Metin Alıntısı:
Resul Aydın
Kayıtlı Kullanıcı
ANMAK'MI, ANLAMAK'MI...!!
Bir peygambere iki tür saldırı yapılabilir. Birincisi fiziki varlığına yönelik, ikincisi misyonuna yönelik. Sizce hangisi daha tehlikelidir? Bana sorarsanız, misyonuna yönelik saldırı, fiziki varlığına yönelik saldırıdan bin kat daha beterdir. Çünkü peygamberi peygamber yapan gönderiliş amacıdır.
Allah Rasulü'nün fiziki varlığına yönelik suikast artık mümkün değil. Çünkü böyle bir saldırı onun ölümlü tarafıyla ilgili. O beka yurduna göçtüğüne göre, suikast ihtimali sıfır demektir. Fakat aynı şeyi onun misyonu için de söyleyebilir miyiz? Mesela, “Onun misyonuna yönelik suikast ihtimali sıfırdır” diyebilir miyiz?
Bunu asla diyemeyiz. Çünkü bu tehlike ve tehdit dün vardı, bugün var ve yarın da var olacak. Alemlere rahmet Hz. Muhammed'in misyonuna yönelik saldırılar, hep onu sevmeyenlerden değil, bilakis bunların çoğu onu sevenlerden, daha doğrusu onu sevdiğini iddia edenlerden gelecek. Bu sevginin zehirli sevgi olduğunu söylememe gerek yoktur sanırım.
Peygamberlerin fiziki varlığına yönelik saldırıların tarihsel örneği Yahudileşmiş İsrailoğulları'dır. Onlar, kendilerini uyaran, kendilerine hakikati haykıran peygamberlerini taşlıyorlardı. Dahası onların canına kastediyorlardı. Onların fiziki varlığını ortadan kaldırmak için çaba gösteriyorlardı.

Fotoğraftaki nesneleri nokta ile gösteren kayıtlar:
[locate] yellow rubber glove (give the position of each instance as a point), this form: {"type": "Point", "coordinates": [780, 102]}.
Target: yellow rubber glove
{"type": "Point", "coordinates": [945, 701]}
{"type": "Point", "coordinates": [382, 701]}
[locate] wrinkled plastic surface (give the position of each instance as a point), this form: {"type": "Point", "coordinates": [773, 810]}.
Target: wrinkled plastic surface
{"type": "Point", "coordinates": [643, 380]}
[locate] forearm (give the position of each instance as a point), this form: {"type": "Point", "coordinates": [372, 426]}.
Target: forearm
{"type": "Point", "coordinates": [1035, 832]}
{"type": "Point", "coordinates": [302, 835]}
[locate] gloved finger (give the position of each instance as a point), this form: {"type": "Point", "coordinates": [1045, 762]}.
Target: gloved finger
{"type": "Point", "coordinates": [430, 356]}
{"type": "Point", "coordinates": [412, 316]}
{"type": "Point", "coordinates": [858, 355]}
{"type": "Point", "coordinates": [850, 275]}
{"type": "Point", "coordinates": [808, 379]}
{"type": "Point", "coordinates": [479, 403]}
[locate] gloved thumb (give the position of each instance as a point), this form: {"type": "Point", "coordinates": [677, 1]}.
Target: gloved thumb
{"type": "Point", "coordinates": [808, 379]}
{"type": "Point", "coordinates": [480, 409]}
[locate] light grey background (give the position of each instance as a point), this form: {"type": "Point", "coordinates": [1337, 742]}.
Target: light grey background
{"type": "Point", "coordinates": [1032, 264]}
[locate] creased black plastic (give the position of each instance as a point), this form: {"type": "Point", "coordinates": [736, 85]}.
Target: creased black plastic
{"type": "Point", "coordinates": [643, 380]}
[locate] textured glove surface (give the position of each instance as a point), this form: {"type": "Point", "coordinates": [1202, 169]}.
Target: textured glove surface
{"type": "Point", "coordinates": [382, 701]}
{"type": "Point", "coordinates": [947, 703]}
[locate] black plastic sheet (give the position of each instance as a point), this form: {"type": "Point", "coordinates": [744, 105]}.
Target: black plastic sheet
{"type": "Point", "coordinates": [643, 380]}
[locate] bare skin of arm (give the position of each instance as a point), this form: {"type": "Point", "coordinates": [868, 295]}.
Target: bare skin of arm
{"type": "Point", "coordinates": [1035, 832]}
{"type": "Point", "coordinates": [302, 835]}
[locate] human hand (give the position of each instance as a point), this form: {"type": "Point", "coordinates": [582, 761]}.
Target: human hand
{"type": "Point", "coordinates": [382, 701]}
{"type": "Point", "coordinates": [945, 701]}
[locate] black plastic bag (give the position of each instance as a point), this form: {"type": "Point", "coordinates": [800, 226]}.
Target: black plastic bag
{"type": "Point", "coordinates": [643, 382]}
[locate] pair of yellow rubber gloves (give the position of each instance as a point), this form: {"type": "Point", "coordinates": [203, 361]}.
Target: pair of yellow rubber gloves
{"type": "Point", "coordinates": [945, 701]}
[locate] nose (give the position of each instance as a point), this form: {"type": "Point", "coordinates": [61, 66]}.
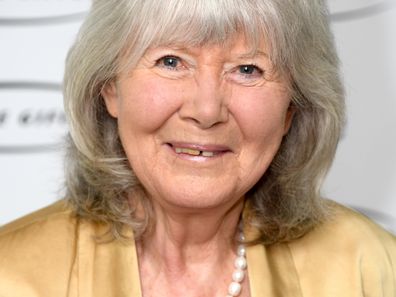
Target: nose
{"type": "Point", "coordinates": [205, 104]}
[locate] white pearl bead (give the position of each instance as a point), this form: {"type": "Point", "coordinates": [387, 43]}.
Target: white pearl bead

Yapılacak Görevler:
A: Kayıtlarda "bead" kelimesini içeren kaç satır bulunduğunu belirtin, yalnızca sayıyı yazın.
B: Lütfen peygamberin misyonuna yönelik saldırılar üzerine yazılmış metni kaldığı yerden devam ettirin.

Görev Yanıtları:
A: 2

B:
İkinci tür saldırıya, yani peygamberin misyonuna yönelik saldırının en tipik tarihsel örneği ise Pavlus Hıristiyanlığı'dır. Peygamberin beşeriliği inkar edilince, misyonu ölümcül bir darbe yemiştir. Allah'ın peygamberi İsa bu misyon suikastının ardından manen öldürülmüş ve yerine “İlah İsa” konmuştur. Bu yüzden Pavlusyen Hıristiyanlık'ta peygamberlik makamı “münhal”dir. Zira Hz. İsa o makamdan “terfi suretinde” –haşa- azledilmiştir. Ve işte bu yüzden bir Hıristiyan'ın tasavvurundaki İsa ile bir Müslüman'ın tasavvurundaki İsa arasında hiçbir benzerlik yoktur.
Demek ki, bir peygamberin misyonuna yönelik saldırının temelinde, o peygamberin “beşer” kimliğinden çıkarılması yatmaktadır. İşte bunun için olsa gerek her peygambere olduğu gibi alemlere rahmet Hz. Muhammed'e de şöyle demesi vahiyle emredilmiştir: “Ben de sizin gibi ölümlü bir insanım”.
Peygamberlerin gönderiliş amacı, insanlığın doğru anlamasını temindir. Zira insanlığın en kadim sorunu “anlama sorunu”dur. İnsan, vahyin de belirttiği gibi bilgiyi elde edecek, üretecek ve iletecek bir donanımla yaratılmıştır. Bunu doğru yapması, ancak doğru anlamasına bağlıdır. Yanlış anlaması halinde bütün bu bilgi elde etme, üretme ve iletme süreçlerini bir yanlışa alet eder. Sonuçta Allah'ı yanlış anlar, varlığı yanlış anlar, kendisini yanlış anlar, tabiatı yanlış anlar…
Peki de, gönderiliş amacı insanlığın doğru anlamasını temin olan peygamberin kendisi yanlış anlaşılmışsa ne olacak?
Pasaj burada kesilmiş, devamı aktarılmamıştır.